LANGKAH PENGERJAAN –
1 – Di sekolah mana Mezia Viranti belajar menurut teks tentang penghapusan RSBI?
2 – Salin sebagian teks tentang penghapusan RSBI tanpa perubahan, dimulai dari "Bukankah, sekolah sama-sama" dan terus sampai "sama untuk berkembang.".

Karikatur ilustrasi
tentang sekolah berstatus RSBI karya @fjarkun
Pernyataan mengejutkan bagi insan
pendidikan datang dari Mahkamah Konstitusi RI, pasca putusan
penghapusan RSBI bagi sekolah-sekolah yang ada di lingkup Kementerian
Pendidikan dan Kebudayaan yang menuai banyak pro dan kontra. Alhasil, sekolah
yang menyandang nama RSBI harus segera diganti, program-program yang dijalankan
di RSBI di seluruh Indonesia pun tidak boleh berjalan sebagaimana
mestinya, apabila melanggar, maka
termasuk perbuatan ilegal dan melanggar hukum, bahkan terindikasi perbuatan
korupsi.
Pertama, sebagai insan pendidikan,
seharusnya kita harus legowo dan
menyikapinya dengan kepala dingin dan senantiasa berpikir jernih. Tidak harus
menganggapinya secara berlebihan. Kenapa demikian? Karena, bukan tanpa alasan
MK membuat kebijakan penghapusan tersebut. RSBI, dipandang cenderung mengarah
pada diskriminasi pada dunia pendidikan nasional, antara golongan orang yang
mampu secara finansial (the have) dan
kurang mampu (the have not).
Bukankah, sekolah sama-sama didirikan untuk mencerdaskan bangsa? Bukan semata
titel yang menunjukkan eksistensi, keduanya memiliki tempat yang sama, wadah
yang sama untuk berkembang.
Mezia Viranti, siswi SMAN 5
Tambun Selatan, Bekasi, berpendapat bahwa penghapusan RSBI ini cukup mengurangi
kecemburuan sosial, siswa reguler
terhadap siswa RSBI.
“Di sisi lain, penghapusan
program tersebut akan mengurangi mutu sekolah negeri dari segi fasilitas dan
akan sangat timpang bila dibandingkan dengan sekolah swasta,” papar Mezia.

DATA MENTAH –
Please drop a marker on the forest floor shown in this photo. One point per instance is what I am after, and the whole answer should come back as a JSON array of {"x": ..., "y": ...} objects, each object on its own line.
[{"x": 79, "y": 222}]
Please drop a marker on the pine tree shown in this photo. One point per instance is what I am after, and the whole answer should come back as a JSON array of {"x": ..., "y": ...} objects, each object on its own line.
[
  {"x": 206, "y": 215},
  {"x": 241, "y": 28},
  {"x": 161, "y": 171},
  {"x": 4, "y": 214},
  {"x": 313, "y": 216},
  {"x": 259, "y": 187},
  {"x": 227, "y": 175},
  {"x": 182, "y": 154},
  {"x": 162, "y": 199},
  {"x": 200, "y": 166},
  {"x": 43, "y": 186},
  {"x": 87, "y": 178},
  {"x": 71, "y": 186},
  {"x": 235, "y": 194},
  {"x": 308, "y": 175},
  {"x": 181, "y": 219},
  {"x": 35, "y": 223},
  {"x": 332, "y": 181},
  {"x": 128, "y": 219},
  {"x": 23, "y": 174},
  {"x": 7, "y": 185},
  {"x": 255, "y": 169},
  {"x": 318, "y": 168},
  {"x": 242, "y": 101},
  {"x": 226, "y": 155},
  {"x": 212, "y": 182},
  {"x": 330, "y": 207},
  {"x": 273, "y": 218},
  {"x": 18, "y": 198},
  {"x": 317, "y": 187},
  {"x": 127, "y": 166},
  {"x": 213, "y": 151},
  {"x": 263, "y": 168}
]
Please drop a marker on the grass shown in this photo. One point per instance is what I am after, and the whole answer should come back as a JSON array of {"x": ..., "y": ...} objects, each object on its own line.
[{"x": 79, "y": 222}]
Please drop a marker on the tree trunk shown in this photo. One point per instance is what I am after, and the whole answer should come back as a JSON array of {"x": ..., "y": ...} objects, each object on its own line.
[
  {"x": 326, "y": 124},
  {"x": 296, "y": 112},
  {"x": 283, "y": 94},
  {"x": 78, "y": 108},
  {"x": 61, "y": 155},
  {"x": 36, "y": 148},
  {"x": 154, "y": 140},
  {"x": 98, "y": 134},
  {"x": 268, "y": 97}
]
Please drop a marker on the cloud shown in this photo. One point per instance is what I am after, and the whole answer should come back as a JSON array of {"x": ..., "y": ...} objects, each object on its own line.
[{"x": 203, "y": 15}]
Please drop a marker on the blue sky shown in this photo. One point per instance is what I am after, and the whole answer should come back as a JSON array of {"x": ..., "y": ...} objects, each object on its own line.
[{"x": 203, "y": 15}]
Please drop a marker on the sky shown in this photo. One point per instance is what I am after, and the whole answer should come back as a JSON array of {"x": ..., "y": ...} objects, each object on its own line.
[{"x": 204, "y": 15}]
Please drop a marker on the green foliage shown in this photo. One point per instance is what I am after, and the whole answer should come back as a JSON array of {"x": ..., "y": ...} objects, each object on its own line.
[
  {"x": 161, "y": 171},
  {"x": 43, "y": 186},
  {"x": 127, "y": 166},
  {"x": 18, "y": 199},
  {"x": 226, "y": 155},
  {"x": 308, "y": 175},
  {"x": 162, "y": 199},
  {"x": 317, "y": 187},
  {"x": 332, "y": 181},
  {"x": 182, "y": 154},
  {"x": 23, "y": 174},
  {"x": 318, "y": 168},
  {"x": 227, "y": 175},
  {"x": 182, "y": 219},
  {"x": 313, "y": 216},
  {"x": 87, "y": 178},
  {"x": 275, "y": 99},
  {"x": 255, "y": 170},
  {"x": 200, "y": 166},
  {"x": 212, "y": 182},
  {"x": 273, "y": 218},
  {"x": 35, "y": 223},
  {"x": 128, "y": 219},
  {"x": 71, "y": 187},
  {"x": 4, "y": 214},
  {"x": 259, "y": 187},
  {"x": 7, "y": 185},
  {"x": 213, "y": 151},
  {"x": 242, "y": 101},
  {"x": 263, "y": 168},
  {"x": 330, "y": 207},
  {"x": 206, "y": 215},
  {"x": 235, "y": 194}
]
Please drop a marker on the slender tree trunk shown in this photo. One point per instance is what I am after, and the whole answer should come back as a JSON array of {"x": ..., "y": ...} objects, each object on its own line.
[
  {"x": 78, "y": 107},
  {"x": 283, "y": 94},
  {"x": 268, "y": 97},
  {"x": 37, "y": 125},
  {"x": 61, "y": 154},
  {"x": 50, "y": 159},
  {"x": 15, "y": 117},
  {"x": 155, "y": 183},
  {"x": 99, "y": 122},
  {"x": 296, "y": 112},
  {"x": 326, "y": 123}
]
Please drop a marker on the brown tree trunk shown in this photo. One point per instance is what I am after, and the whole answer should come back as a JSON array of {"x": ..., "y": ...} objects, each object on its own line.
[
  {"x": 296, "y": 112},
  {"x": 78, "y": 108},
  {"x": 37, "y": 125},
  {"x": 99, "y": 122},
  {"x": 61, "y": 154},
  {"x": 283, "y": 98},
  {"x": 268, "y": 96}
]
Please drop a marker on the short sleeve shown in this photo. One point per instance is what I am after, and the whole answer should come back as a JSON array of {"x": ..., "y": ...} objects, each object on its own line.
==
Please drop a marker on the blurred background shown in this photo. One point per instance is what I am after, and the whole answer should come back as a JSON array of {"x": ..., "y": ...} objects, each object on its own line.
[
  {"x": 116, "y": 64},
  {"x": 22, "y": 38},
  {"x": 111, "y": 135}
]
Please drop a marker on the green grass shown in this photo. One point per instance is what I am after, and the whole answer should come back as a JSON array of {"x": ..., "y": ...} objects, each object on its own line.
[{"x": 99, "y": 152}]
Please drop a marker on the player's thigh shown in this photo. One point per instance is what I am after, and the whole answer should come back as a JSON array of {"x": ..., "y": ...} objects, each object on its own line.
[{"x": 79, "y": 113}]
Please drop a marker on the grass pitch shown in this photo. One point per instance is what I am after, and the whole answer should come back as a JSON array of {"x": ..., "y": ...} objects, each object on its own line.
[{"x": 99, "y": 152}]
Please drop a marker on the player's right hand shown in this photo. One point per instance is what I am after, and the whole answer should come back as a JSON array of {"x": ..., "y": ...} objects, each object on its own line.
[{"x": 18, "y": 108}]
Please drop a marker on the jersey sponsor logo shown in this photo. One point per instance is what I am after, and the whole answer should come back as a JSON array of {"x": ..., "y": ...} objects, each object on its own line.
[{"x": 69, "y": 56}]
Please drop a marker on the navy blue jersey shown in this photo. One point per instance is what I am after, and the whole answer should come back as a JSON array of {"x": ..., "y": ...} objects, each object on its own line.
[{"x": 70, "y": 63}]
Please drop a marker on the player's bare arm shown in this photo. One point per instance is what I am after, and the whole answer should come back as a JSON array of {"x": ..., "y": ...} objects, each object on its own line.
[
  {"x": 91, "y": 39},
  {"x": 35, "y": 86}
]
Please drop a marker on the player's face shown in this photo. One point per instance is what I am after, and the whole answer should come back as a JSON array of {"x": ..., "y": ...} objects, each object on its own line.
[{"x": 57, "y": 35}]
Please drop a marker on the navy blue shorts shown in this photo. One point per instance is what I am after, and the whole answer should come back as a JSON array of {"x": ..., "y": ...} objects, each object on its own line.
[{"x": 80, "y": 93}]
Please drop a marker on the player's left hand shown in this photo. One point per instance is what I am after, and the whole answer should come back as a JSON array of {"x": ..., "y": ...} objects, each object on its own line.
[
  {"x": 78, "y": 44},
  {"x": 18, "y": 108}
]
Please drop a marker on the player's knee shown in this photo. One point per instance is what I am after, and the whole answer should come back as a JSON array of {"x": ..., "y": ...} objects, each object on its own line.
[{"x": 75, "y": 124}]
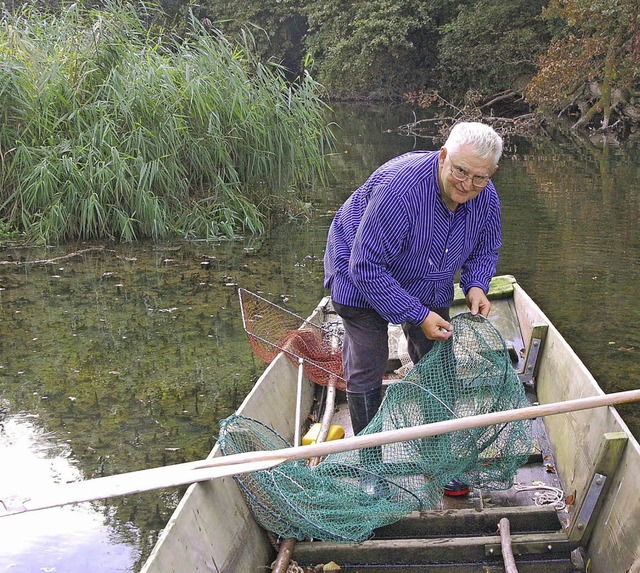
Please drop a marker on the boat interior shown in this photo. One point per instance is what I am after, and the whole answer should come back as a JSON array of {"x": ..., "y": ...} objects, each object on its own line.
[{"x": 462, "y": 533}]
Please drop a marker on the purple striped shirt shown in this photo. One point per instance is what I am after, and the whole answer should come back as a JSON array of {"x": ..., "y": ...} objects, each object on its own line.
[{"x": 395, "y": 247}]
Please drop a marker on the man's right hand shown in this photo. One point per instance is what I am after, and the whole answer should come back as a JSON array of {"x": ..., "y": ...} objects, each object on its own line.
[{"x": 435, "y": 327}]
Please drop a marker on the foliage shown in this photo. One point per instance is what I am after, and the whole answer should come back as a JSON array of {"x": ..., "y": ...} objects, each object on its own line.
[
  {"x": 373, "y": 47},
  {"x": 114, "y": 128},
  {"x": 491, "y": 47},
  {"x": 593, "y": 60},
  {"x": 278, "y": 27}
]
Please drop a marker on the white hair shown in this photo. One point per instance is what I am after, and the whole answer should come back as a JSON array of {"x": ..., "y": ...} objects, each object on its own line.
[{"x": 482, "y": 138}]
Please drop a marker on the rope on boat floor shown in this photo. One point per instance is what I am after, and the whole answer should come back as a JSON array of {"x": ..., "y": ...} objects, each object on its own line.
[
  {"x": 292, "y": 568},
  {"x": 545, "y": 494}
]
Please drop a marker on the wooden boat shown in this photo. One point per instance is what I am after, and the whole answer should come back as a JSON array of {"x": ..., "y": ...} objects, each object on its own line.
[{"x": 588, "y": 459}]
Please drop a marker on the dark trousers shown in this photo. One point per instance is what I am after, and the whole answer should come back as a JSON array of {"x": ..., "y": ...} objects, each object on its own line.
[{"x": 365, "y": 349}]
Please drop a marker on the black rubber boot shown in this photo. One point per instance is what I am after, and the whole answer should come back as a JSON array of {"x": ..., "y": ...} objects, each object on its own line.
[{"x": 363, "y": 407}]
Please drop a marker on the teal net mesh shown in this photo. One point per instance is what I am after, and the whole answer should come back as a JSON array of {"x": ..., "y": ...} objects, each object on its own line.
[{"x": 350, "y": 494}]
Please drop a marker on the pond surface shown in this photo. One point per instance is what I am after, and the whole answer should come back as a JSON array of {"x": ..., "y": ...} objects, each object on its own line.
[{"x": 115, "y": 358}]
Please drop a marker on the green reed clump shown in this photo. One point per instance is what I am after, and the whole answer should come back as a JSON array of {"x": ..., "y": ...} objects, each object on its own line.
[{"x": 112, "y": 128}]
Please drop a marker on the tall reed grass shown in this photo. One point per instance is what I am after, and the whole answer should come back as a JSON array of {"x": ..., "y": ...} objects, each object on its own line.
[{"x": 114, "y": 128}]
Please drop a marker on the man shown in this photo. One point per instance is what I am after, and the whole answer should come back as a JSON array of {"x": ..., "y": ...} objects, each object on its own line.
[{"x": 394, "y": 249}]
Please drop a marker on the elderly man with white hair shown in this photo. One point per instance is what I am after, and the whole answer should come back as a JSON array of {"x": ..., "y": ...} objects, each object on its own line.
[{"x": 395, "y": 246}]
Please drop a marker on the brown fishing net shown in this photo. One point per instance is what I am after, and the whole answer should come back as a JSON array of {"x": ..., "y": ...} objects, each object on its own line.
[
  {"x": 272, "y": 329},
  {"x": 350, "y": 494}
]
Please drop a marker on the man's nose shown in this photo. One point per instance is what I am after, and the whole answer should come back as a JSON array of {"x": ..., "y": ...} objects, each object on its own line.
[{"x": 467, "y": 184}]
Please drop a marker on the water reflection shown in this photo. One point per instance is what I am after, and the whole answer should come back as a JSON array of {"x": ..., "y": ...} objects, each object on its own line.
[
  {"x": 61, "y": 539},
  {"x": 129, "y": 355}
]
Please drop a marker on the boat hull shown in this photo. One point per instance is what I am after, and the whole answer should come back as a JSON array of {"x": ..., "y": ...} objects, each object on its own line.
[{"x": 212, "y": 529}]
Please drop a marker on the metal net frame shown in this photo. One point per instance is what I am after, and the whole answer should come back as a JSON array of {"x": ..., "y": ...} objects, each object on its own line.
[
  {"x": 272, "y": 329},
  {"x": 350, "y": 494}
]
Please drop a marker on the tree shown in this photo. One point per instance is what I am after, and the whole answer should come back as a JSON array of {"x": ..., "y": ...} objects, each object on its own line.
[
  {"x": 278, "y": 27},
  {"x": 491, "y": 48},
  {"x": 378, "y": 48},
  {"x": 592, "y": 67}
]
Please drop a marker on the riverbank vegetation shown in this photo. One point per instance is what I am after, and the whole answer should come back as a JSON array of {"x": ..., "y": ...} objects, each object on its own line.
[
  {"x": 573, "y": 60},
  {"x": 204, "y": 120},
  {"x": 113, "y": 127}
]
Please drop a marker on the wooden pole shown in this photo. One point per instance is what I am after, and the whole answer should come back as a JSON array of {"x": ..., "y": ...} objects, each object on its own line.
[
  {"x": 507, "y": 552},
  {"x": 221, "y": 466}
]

JAWABAN PENYELESAIAN –
1 – SMAN 5 Tambun Selatan, Bekasi.

2 –
Bukankah, sekolah sama-sama didirikan untuk mencerdaskan bangsa? Bukan semata
titel yang menunjukkan eksistensi, keduanya memiliki tempat yang sama, wadah
yang sama untuk berkembang.